Lines of data:
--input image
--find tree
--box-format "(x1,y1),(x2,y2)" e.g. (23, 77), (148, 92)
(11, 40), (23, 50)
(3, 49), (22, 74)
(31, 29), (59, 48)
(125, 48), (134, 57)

● **Goal**:
Substitute "oak" for "tree" throughout the records above, and reproduce them with everything else unchanged.

● **Task output**:
--input image
--find oak
--box-format "(x1,y1),(x2,y2)" e.g. (23, 77), (148, 92)
(11, 40), (23, 50)
(3, 49), (22, 74)
(31, 29), (59, 48)
(125, 48), (134, 57)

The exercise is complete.